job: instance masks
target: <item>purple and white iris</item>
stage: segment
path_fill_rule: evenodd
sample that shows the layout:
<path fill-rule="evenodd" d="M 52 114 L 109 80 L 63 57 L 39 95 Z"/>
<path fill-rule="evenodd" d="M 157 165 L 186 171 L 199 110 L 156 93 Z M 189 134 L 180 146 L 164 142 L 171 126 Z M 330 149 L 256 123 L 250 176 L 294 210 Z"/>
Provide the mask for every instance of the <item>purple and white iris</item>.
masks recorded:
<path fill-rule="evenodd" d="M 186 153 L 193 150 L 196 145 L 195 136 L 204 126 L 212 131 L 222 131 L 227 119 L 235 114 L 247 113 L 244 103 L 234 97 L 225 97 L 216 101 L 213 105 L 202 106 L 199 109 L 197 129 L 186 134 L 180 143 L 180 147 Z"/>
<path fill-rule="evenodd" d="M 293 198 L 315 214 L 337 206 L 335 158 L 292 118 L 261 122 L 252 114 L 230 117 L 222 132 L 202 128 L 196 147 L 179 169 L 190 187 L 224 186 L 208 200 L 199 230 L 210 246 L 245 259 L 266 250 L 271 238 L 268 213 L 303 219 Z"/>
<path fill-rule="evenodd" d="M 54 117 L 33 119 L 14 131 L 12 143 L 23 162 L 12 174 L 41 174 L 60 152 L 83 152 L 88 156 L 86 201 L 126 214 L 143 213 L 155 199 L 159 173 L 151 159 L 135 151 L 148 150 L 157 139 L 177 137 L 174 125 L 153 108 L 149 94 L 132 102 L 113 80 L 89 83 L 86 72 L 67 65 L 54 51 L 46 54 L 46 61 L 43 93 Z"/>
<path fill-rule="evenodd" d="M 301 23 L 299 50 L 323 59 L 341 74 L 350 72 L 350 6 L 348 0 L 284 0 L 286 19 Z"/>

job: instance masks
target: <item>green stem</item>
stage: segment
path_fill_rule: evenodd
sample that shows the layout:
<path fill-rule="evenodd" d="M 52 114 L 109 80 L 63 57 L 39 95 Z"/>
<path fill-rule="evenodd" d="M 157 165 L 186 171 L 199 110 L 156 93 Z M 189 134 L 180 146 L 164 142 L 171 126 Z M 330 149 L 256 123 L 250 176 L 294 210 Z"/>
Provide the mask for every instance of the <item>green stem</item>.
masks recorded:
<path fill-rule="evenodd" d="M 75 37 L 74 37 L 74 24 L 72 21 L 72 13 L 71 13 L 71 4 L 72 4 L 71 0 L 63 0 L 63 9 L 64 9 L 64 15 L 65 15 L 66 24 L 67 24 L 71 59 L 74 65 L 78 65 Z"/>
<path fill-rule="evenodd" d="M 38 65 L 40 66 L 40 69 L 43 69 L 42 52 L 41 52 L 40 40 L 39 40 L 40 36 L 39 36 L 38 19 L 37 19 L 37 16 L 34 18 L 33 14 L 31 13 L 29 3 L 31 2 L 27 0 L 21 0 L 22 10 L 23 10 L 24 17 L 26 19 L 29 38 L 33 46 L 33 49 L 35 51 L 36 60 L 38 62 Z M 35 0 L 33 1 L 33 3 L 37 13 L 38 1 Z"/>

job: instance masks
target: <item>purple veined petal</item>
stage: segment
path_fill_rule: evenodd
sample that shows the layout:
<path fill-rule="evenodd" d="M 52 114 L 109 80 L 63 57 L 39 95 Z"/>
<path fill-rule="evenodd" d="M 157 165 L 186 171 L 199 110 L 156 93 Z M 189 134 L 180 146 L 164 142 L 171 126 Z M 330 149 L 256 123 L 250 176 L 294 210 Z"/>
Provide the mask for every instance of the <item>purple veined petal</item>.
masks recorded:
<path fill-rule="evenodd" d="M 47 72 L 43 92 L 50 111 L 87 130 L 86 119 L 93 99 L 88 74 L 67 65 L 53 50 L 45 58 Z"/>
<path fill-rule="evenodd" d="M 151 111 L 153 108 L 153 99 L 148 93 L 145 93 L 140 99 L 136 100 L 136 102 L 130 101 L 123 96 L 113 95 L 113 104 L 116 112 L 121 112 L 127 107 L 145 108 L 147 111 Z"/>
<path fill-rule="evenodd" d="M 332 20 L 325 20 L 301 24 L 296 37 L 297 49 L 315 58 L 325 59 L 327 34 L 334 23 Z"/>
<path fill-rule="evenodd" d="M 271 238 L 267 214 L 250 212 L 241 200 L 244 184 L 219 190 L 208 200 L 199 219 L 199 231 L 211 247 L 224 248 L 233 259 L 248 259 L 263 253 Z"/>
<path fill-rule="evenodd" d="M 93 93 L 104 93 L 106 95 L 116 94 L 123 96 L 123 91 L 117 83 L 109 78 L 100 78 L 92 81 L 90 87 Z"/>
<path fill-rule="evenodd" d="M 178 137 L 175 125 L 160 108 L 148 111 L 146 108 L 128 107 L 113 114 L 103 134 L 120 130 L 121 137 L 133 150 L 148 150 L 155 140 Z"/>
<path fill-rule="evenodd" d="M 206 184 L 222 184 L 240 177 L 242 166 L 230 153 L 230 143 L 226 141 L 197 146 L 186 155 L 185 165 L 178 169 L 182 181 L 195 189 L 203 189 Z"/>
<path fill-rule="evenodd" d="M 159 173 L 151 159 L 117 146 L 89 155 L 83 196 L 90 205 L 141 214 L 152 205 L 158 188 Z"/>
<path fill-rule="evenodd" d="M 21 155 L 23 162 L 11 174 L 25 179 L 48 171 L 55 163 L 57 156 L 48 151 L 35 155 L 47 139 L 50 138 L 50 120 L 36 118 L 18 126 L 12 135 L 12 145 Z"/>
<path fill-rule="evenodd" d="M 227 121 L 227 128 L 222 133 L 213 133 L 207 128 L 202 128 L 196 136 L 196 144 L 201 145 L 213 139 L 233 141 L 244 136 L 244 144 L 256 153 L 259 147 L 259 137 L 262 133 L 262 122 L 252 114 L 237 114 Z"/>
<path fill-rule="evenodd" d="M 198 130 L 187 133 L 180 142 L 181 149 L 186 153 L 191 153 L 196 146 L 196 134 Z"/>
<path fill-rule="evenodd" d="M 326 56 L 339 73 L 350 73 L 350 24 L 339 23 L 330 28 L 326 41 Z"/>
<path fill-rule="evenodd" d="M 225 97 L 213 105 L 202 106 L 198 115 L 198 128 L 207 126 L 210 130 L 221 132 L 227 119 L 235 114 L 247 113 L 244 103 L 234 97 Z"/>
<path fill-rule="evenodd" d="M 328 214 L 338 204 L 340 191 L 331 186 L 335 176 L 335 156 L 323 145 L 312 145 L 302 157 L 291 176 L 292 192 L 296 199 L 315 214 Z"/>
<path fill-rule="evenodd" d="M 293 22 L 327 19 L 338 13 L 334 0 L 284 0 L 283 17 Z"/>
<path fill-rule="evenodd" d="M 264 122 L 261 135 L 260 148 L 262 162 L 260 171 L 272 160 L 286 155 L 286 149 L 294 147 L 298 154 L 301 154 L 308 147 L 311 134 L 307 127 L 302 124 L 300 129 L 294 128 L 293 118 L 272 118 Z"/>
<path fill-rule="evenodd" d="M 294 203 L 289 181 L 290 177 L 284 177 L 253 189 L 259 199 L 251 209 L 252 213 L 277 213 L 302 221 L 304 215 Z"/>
------------------------------------------------------------
EXERCISE REQUIREMENTS » Which lines above hold the string "target"? Copy every one of them.

RESPONSE »
target: <item>purple and white iris</item>
target: <item>green stem</item>
target: <item>purple veined petal</item>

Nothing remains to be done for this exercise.